*Tasks to complete*:
1 - Please condense the paragraph of the interview transcript that begins "Munich Germany, September the 21st 1946" into a short bulleted list that keeps its main facts.
2 - In the interview transcript, where and in what year did Robert Zeplit finish navigation school?
3 - Reproduce the stretch of the interview transcript from "Well I took" through "and start anew." word for word.

*Text*:
..........

Munich Germany, September the 21st 1946, in the Lohengrin camp occupied predominantly by [free?] Baltian gender population: Latvians, Estonians and Lithuanians. The interviewee is Mr. Robert Zeplit, a seaman who spent a long time in English speaking countries and therefore we are having the rare opportunity of to have an interview in English. Also, [giving Zeplit instructions] . . . will you turn around here. And talk in this direction in general. You don't have to directly . . .

David Boder

Will you tell us again what is your name, how old are you and where were you born.

Robert Zeplit

My name is Robert Zeplit. I was born in Latvia 1890 in January.

David Boder

In January 1890. So you are now about fifty-six years old?

Robert Zeplit

That's right sir.

David Boder

All right, what is your occupation Mr. Zeplit?

Robert Zeplit

I am ship's captain.

David Boder

You are a ship's captain? Are you a licensed ship's captain?

Robert Zeplit

Yes, sir.

David Boder

What kind of ships did you . . . lead? What kind of ships did you travel?

Robert Zeplit

I carried two captain's licenses, a Russian license and from 1912 . . . a Latvian captain's license.

David Boder

A Latvian? From 1912?

Robert Zeplit

1912.

David Boder

Were there already Latvian captains . . . ?

Robert Zeplit

No. There are times when the Latvian's was Russian citizens . . .

David Boder

Yes

Robert Zeplit

. . . and I finished the navigation school in 1912 . . .

David Boder

Where did you finish navigation school?

Robert Zeplit

Riga.

David Boder

Where?

Robert Zeplit

In Riga.

David Boder

Riga! [emphasis for pronunciation]

Robert Zeplit

Riga.

David Boder

Where you finished your navigation school in Riga and then got the captain certificate.

Robert Zeplit

Yes.

David Boder

All right let's see . . .

David Boder

Now, will you tell me now, Captain Zeplit, where were you when the war started and what happened to you since then?

Robert Zeplit

I was in the United States till . . . 1939, July month. I came back to Latvia to get my legal papers for entry in United States to become United States citizen.

David Boder

What for were you in the United Statesâwhat were you doing here?

Robert Zeplit

Well, I was working on ships as quartermaster [?], as boats-man and various other jobs.

David Boder

What kind of ships were you working on?

Robert Zeplit

City-service [unintelligible] . . . Sanitary Company [?], Gulf [intellible] Company and . . . Texas Company.

David Boder

And where were the ship going?

Robert Zeplit

From New York/Boston from north to south Texas

David Boder

Aha, they were running along the American shore.

Robert Zeplit

American shore, that's right.

David Boder

And why did you have to go back to Latvia to get your papers?

Robert Zeplit

Well I took my first papers in Jackson in Florida, 1923 but after three years I sign as second mate on a [Norwegian?] ship and that was the reason I lose my rights . . . my right to become a citizen.

David Boder

To become a citizen. And so you had to go back and start anew.

Robert Zeplit

Start from the new.

David Boder

All right, so you came in 1939 to Latvia. What was Latvia then?

Robert Zeplit

Latvia was independent country with its own president.

David Boder

The president was Ulmanis.

Robert Zeplit

Was Ulmanis.

David Boder

But there was no parliament in Latvia

Robert Zeplit

No, there was parliament.

..........

Region labeling items
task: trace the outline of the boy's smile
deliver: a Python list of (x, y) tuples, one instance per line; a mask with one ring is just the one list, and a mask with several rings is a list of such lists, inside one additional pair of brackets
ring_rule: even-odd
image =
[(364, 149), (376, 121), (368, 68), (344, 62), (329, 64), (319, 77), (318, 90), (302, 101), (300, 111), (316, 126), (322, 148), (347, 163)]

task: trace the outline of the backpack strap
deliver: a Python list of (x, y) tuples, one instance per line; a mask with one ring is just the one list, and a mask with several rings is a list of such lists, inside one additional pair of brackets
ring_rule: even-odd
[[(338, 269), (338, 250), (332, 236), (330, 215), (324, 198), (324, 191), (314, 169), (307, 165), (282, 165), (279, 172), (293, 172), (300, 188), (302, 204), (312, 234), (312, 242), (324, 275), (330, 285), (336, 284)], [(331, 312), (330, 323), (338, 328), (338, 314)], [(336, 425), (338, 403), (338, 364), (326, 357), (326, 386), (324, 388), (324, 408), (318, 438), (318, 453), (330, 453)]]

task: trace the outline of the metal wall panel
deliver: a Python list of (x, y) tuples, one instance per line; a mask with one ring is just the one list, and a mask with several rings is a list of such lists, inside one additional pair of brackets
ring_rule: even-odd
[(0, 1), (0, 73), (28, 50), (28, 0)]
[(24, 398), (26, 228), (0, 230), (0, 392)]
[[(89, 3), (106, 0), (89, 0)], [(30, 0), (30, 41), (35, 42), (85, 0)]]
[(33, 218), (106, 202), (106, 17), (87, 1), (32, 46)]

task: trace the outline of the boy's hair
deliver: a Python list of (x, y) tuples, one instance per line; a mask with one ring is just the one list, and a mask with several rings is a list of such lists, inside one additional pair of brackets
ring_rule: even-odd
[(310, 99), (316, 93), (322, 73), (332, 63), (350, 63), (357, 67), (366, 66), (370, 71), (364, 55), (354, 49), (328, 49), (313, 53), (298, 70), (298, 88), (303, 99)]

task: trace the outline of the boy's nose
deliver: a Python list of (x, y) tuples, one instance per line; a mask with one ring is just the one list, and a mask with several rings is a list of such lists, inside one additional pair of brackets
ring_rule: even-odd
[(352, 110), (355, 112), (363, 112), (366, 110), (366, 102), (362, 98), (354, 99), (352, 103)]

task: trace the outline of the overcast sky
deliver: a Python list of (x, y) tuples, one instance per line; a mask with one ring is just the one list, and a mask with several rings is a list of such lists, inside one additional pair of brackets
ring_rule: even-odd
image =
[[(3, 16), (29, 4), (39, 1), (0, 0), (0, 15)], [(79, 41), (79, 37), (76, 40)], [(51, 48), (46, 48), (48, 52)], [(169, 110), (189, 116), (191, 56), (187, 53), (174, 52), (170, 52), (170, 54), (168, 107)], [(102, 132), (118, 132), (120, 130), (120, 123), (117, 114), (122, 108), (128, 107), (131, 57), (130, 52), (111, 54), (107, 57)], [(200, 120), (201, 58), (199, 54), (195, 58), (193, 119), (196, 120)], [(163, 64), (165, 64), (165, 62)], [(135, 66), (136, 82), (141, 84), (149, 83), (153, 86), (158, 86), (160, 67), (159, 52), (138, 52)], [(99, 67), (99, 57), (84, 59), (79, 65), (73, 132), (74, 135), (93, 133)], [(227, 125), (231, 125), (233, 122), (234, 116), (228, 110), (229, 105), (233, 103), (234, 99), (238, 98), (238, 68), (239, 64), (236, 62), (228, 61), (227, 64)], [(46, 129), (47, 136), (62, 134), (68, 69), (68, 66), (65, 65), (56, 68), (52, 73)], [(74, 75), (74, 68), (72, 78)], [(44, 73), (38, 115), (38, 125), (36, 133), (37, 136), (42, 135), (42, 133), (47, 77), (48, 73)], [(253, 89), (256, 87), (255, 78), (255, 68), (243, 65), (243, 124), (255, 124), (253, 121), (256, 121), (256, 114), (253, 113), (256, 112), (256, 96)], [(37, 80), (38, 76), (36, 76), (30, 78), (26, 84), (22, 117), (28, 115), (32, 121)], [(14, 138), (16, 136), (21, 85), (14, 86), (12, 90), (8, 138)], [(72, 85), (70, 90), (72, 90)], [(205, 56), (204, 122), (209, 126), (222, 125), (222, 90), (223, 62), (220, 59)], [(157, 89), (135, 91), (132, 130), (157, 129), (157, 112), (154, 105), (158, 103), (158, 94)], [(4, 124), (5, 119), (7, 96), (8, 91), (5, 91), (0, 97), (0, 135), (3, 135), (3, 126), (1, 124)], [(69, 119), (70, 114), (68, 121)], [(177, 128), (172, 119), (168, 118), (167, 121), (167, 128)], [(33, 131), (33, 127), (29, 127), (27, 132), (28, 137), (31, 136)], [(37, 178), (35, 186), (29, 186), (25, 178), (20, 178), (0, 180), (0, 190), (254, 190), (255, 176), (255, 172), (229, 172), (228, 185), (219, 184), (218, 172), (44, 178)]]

..........

*Answers to the tasks*:
1 -
- Place and date: Munich, Germany, September 21, 1946
- Setting: the Lohengrin camp, occupied mainly by Latvians, Estonians and Lithuanians
- Interviewee: Robert Zeplit, a seaman
- He spent a long time in English-speaking countries, so the interview could be held in English.

2 - He finished navigation school in Riga in 1912.

3 -
Well I took my first papers in Jackson in Florida, 1923 but after three years I sign as second mate on a [Norwegian?] ship and that was the reason I lose my rights . . . my right to become a citizen.

David Boder

To become a citizen. And so you had to go back and start anew.